● Предоставленный текст
--- --- ---

Иногда художнику достаточно нескольких штрихов там, где писателю или философу понадобятся "тонны словесной руды" для того, чтобы обозначить архитектонические приметы эпохи. Весьма выразительно вывернуто наизнанку здание центра современного искусства Жоржа Помпиду, где обнаженные коммуникации, призванные тайно обеспечивать функционирование сооружения, превращаются в элемент дизайна и бесстыдно демонстрируют себя как структурирующий элемент, одновременно снимая с себя ответственность за то, как вся конструкция выглядит в целом. Репрезентация сексуальности в современном социально-культурном поле вызывает ассоциации с этим архитектурным приемом – вывернутая наизнанку "интимность" меняет исходные знаки на обратные.

--- --- ---

● Фрагмент набора данных

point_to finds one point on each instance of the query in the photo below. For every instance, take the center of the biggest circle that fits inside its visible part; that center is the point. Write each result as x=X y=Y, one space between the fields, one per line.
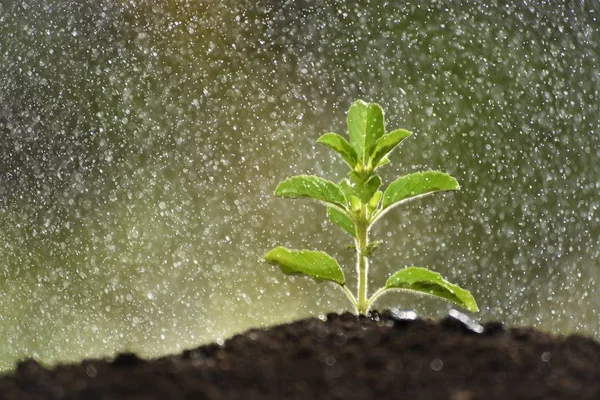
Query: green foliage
x=428 y=282
x=357 y=202
x=315 y=264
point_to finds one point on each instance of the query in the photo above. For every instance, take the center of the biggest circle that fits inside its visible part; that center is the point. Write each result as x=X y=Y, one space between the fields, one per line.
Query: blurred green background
x=140 y=145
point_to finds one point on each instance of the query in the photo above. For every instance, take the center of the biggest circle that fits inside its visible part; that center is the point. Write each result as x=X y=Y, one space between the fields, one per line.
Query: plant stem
x=362 y=262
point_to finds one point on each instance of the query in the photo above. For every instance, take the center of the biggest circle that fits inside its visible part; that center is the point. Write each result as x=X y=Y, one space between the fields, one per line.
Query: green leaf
x=365 y=126
x=314 y=264
x=341 y=220
x=422 y=280
x=374 y=202
x=312 y=187
x=371 y=247
x=416 y=185
x=353 y=185
x=386 y=144
x=341 y=146
x=384 y=161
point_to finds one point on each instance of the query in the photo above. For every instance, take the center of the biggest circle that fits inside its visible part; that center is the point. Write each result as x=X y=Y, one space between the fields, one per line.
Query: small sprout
x=357 y=202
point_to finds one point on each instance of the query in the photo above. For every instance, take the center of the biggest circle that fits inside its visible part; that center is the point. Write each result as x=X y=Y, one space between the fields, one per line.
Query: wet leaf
x=341 y=220
x=365 y=126
x=371 y=247
x=312 y=187
x=416 y=185
x=341 y=146
x=384 y=161
x=364 y=191
x=386 y=144
x=422 y=280
x=315 y=264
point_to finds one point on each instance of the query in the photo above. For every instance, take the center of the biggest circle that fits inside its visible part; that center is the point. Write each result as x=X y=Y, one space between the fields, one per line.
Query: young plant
x=357 y=202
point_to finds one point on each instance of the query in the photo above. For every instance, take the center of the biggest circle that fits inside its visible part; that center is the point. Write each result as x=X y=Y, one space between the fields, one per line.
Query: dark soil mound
x=344 y=357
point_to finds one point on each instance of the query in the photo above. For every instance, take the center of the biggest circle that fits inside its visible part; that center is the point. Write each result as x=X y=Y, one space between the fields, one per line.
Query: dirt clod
x=343 y=357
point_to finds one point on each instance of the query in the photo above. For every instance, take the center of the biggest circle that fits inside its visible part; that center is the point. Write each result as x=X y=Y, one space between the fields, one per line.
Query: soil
x=387 y=355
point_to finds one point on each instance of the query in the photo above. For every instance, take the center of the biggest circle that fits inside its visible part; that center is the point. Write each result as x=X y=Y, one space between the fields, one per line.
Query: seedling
x=356 y=204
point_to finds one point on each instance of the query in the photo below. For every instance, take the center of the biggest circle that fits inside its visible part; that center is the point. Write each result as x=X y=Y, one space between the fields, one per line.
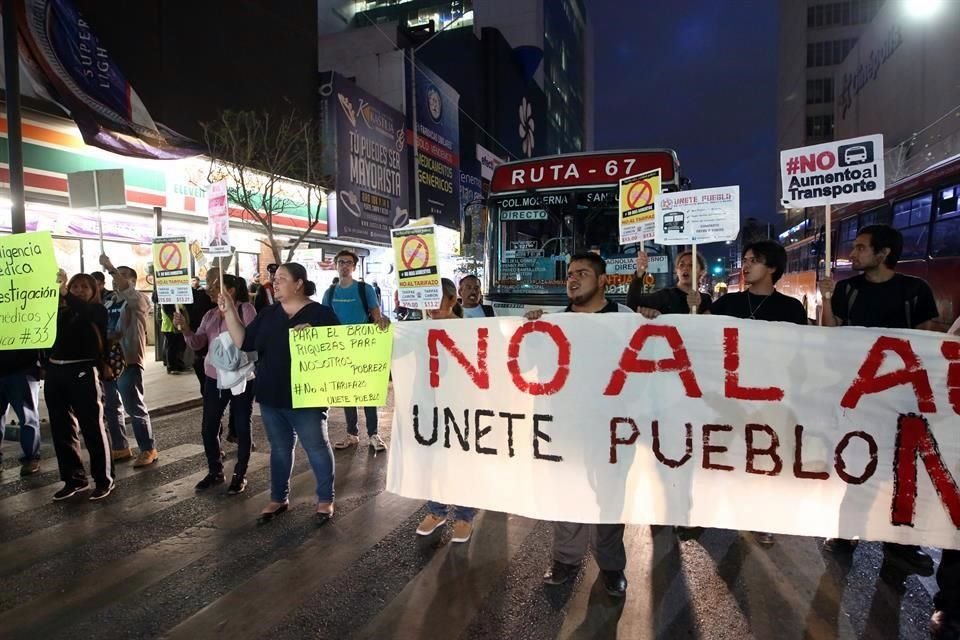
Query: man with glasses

--- --- ---

● Задача
Какое здание, согласно предоставленному тексту, весьма выразительно вывернуто наизнанку?

● Правильный ответ
Здание центра современного искусства Жоржа Помпиду.